-- Directions --
Show every line of the data below that includes the word "white".

-- Provided material --
:::

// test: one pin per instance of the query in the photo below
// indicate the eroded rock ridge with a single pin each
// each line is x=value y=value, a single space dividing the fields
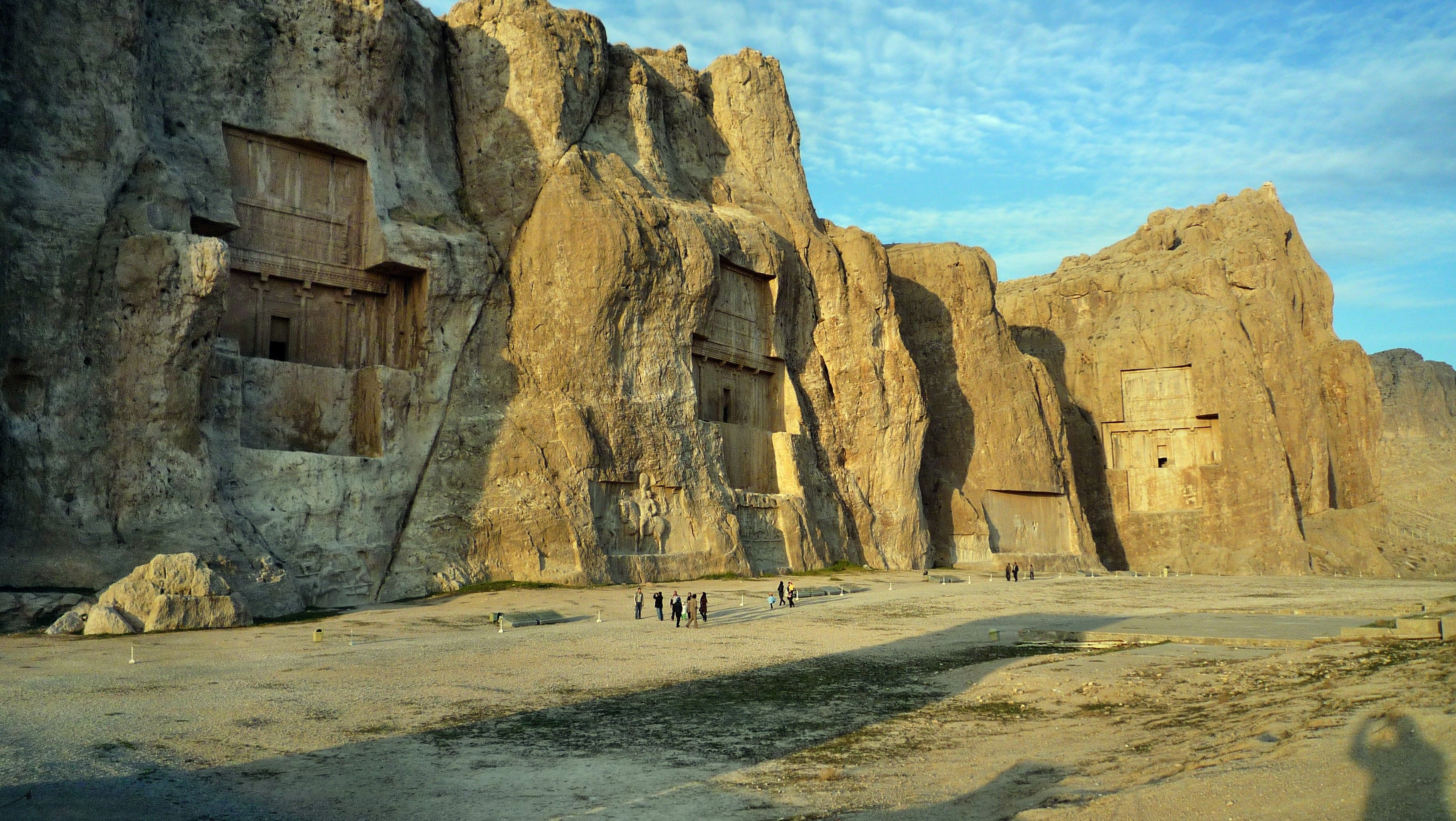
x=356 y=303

:::

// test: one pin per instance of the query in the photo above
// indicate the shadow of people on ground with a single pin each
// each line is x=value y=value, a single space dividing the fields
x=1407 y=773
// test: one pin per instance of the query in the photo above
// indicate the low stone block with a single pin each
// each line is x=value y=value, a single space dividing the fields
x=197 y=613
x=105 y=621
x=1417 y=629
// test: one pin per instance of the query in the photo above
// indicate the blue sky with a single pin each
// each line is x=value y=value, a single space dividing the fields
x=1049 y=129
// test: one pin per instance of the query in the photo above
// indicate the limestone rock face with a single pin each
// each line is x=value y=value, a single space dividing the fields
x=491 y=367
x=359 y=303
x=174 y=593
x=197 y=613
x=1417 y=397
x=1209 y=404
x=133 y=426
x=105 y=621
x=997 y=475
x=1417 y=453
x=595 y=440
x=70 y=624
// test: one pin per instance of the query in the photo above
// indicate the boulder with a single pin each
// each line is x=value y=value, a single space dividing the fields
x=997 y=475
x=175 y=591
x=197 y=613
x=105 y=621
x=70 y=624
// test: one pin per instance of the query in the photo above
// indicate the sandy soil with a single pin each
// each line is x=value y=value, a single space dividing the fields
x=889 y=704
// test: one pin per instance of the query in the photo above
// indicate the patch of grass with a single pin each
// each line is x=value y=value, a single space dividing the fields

:::

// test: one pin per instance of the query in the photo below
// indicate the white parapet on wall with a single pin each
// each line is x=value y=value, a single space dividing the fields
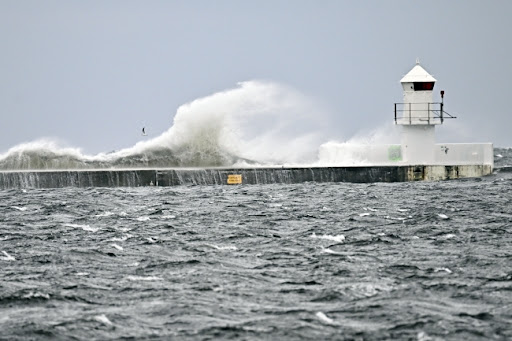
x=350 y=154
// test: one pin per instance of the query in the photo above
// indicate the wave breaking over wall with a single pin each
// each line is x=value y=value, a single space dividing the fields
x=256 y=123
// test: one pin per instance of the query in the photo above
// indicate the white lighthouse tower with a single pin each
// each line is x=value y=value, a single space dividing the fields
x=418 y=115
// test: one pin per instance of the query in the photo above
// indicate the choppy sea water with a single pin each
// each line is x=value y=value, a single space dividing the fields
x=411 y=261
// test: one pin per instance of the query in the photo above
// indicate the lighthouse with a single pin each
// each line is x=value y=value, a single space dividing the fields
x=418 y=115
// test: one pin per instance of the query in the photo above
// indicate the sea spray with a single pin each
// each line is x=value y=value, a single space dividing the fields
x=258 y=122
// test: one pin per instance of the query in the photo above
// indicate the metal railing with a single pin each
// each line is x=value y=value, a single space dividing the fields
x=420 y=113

:::

-- Written answer --
// indicate the white parapet on wall with a single pin each
// indicate the white lighthouse tower with a single pin each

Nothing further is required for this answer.